» **Task details**:
Please output the records from the line with "Where can the wooden beam" to the line with "<point>57,442</point>", both included, as a two-column CSV with the columns text and answer. Give one row per record, putting each value in one quoted field with line breaks turned into spaces.

» **Stored data**:
..............................

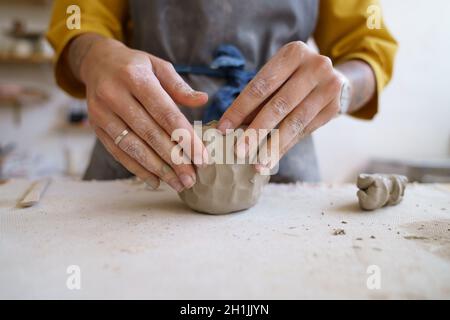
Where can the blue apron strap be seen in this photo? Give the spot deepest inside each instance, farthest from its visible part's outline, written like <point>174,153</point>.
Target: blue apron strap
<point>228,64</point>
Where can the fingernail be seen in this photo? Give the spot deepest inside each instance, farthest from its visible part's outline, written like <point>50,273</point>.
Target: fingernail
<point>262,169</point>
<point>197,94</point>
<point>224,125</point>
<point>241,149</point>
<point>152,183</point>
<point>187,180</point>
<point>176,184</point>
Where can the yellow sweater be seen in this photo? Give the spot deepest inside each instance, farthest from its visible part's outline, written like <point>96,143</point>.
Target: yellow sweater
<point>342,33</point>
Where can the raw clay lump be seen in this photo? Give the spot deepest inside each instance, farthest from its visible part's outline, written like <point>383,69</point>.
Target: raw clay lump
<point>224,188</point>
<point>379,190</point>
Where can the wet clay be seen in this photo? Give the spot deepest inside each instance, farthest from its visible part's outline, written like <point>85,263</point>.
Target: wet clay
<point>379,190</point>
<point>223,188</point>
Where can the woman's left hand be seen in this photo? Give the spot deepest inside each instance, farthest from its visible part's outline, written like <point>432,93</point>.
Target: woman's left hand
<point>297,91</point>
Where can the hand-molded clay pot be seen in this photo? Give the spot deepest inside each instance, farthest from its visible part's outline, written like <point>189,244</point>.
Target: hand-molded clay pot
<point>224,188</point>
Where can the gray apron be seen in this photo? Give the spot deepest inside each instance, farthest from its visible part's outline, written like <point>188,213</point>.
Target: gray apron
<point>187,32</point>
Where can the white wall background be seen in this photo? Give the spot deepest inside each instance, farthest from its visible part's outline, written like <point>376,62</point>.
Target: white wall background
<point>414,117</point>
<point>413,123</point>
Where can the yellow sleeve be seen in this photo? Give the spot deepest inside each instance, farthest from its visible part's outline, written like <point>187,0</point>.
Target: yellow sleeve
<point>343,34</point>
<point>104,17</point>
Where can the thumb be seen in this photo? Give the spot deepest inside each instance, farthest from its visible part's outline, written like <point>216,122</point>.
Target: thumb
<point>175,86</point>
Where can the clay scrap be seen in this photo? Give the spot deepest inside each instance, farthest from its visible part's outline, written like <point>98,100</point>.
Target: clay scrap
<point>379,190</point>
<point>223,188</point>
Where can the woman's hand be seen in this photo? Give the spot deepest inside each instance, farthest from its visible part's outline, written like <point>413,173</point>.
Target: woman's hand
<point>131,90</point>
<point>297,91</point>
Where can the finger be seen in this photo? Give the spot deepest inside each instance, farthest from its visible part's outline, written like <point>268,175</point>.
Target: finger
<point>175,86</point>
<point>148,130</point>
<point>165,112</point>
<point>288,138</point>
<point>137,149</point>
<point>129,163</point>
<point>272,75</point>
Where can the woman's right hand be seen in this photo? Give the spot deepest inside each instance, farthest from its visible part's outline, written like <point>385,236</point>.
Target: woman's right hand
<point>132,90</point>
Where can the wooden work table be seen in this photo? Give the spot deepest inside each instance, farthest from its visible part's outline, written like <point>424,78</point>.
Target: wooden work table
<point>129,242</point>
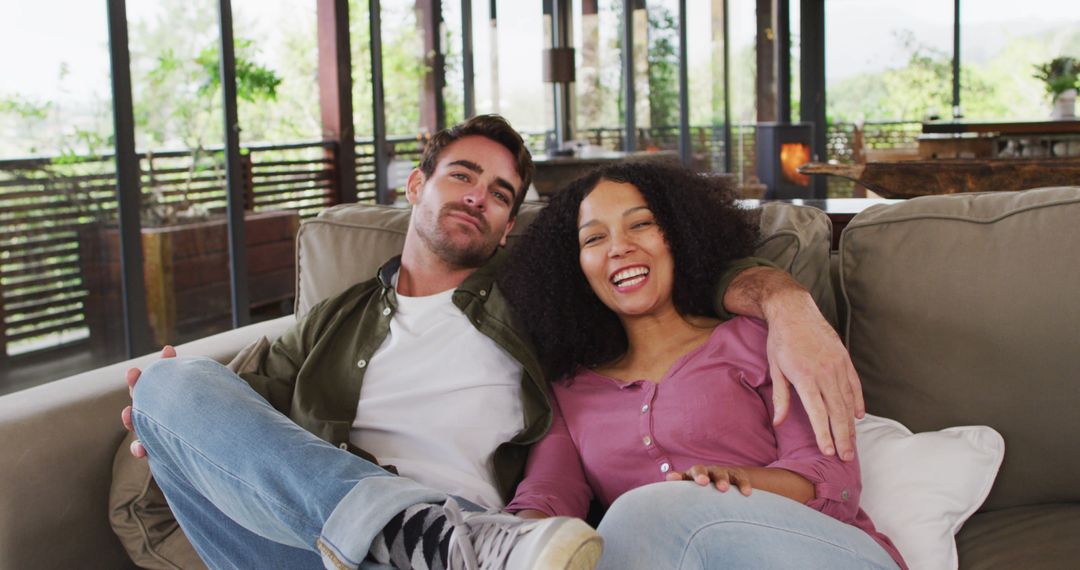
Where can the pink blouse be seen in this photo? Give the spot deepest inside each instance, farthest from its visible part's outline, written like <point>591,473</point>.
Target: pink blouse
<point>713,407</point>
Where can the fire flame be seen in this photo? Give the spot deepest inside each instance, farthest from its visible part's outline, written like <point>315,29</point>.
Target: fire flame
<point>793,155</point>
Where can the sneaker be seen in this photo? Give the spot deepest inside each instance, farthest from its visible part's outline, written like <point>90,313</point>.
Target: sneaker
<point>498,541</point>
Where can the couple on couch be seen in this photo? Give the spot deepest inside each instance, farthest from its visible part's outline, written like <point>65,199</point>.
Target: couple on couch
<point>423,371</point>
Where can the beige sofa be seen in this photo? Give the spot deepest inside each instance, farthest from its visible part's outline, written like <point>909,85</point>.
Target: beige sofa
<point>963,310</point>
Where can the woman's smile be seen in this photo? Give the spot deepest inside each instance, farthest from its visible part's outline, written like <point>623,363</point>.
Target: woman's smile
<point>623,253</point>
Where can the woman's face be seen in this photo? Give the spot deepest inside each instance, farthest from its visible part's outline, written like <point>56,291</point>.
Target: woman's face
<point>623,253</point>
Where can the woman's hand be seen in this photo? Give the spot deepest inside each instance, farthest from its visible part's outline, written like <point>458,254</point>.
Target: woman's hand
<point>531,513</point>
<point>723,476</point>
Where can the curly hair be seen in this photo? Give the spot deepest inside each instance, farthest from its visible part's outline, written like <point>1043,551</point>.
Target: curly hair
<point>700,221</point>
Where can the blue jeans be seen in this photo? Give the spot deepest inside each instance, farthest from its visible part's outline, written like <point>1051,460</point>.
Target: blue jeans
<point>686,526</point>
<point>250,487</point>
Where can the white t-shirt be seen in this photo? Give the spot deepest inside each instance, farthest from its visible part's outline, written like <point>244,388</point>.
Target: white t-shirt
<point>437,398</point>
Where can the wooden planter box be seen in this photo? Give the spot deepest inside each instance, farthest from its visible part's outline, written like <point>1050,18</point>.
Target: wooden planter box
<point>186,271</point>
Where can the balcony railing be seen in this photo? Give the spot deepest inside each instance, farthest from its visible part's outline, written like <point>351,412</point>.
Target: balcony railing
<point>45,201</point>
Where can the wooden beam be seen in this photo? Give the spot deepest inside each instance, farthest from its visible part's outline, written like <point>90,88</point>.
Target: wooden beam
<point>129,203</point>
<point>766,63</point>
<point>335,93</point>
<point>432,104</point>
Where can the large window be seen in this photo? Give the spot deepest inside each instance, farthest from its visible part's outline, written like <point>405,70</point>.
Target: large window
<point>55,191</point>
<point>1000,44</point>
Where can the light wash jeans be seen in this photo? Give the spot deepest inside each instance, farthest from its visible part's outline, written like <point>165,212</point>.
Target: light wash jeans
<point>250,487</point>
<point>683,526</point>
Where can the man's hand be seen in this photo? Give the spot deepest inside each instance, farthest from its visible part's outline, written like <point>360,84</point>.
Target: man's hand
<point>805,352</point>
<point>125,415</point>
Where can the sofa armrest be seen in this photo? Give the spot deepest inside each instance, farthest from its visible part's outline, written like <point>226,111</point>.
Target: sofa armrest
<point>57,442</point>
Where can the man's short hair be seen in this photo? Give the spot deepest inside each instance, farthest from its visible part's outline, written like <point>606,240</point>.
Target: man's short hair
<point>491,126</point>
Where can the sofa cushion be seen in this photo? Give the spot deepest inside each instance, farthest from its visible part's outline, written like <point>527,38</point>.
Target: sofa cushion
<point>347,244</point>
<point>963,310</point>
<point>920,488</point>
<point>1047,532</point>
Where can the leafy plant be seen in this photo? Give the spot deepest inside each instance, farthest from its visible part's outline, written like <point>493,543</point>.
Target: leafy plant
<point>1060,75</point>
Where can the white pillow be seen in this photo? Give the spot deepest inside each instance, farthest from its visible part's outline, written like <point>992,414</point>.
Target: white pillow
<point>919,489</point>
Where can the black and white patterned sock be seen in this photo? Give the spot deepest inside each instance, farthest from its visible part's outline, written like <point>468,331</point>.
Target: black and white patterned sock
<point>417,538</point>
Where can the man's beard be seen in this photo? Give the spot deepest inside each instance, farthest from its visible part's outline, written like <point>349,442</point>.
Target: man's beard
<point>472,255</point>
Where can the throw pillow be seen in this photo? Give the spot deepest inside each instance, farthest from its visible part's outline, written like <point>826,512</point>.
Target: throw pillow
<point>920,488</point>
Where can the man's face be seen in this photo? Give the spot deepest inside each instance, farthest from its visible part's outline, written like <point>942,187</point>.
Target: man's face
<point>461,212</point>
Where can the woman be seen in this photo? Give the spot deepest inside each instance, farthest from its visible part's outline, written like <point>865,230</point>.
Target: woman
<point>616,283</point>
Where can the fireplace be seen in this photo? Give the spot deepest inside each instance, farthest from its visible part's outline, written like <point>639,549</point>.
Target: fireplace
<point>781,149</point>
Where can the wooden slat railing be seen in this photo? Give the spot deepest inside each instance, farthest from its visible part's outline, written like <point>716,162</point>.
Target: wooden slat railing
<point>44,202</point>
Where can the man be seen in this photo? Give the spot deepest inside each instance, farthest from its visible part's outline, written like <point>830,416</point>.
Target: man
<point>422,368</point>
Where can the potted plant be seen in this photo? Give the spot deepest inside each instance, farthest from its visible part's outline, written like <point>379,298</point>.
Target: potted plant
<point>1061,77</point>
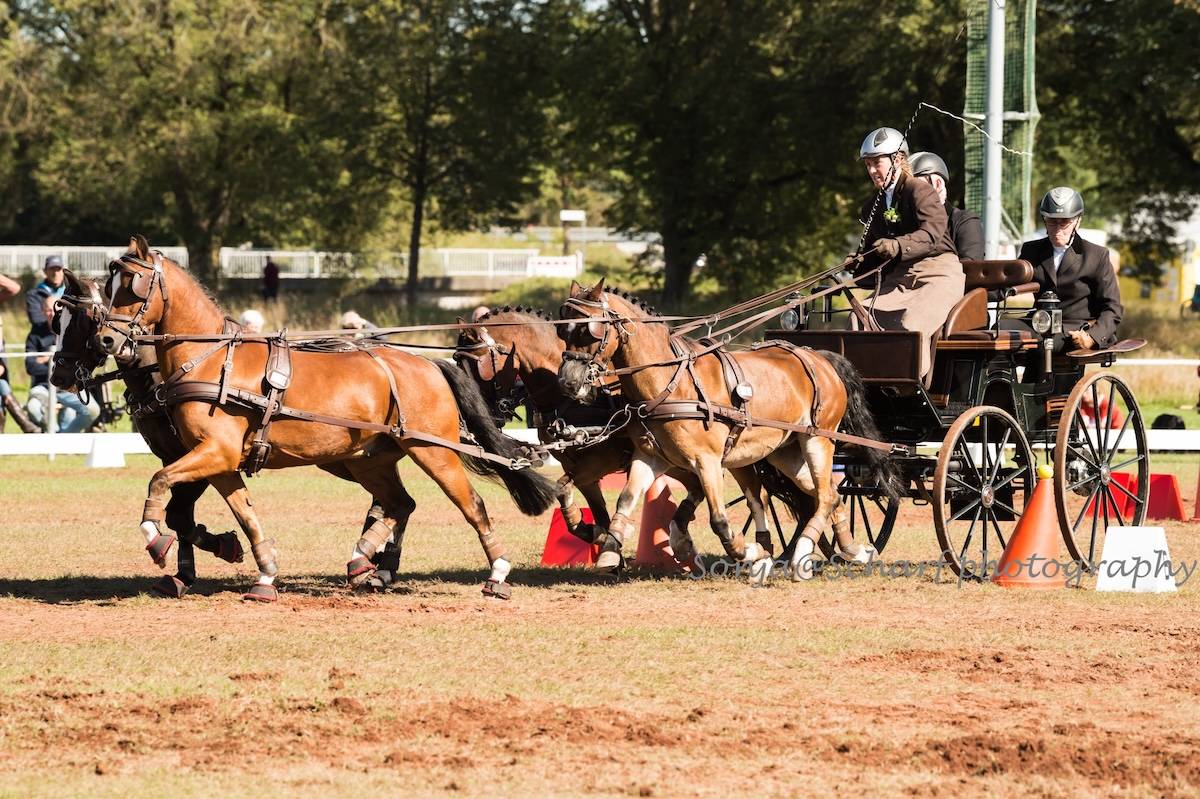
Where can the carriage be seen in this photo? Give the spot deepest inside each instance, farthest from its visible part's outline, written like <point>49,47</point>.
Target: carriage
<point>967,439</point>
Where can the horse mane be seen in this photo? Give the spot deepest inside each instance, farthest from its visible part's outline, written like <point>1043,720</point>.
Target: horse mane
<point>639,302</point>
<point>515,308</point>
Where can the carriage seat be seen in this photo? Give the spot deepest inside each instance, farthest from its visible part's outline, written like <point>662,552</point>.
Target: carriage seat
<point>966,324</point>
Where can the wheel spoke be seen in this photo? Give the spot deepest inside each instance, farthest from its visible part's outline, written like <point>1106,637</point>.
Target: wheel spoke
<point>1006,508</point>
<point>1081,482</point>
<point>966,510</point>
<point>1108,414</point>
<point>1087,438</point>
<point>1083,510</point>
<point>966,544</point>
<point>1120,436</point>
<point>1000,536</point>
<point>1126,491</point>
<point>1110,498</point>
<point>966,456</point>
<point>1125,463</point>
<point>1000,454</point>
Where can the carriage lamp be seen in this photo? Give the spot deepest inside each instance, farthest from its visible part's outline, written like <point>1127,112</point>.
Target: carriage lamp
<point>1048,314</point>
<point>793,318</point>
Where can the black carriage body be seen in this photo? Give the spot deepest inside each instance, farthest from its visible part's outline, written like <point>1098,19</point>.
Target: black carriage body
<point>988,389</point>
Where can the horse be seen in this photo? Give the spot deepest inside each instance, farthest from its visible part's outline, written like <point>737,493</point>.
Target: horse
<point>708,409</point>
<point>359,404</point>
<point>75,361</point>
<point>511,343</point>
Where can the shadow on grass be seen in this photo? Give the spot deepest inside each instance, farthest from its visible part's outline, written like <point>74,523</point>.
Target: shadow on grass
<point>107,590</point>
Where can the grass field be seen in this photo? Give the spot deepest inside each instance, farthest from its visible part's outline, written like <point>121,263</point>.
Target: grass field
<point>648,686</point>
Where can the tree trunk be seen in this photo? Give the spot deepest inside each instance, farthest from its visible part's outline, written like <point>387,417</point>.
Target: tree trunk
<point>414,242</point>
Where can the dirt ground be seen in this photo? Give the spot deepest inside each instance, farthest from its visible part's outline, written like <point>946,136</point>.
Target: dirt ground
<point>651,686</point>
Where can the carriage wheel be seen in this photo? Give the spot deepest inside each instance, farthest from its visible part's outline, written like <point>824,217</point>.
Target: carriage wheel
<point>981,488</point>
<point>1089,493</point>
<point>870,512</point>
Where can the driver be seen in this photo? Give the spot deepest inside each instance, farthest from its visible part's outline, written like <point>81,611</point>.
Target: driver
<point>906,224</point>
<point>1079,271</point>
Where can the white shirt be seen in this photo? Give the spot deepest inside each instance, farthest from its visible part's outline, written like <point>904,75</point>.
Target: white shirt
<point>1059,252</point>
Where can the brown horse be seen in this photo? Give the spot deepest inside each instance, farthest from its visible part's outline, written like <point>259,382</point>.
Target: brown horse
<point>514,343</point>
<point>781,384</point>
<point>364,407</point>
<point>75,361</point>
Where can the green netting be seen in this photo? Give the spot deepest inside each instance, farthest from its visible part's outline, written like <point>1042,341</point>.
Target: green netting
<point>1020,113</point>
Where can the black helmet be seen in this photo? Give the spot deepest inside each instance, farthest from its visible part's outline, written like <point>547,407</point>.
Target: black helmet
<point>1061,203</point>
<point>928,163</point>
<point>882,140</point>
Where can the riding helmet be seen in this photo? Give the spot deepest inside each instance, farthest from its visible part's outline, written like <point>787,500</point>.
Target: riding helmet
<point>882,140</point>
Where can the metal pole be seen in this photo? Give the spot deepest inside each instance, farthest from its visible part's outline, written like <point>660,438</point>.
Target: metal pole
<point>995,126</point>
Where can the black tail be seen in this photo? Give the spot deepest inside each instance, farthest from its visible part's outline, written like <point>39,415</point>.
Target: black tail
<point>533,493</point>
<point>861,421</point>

..............................

» **Solved problem**:
text,answer
"Where can the wooden beam be seen in this photo? Give the spot deepest inside each instance, farthest from its visible part's outline, written like <point>90,88</point>. Target: wooden beam","<point>129,203</point> <point>766,63</point> <point>335,93</point> <point>432,104</point>"
"Where can the large window be seen in this photo? Give the spot deepest inside each instance, farthest from its visible part's outline, written like <point>405,70</point>. Target: large window","<point>55,191</point> <point>1000,44</point>"
"Where can the light wash jeans be seen in this photo? Give the spot deepest inside each instance, farthest from its visible part's outline, written like <point>165,212</point>. Target: light wash jeans","<point>250,487</point> <point>683,526</point>"
"Where can the man's hand be seen in this photo? Give the spot deepest inside each instance, farthest from its visible part's outline, written like <point>360,84</point>. Target: man's hand","<point>805,352</point> <point>125,415</point>"
"Where can the sofa armrest be seen in this photo? Give the spot deepest inside each instance, farthest from its visible part's outline, written like <point>226,111</point>. Target: sofa armrest","<point>57,442</point>"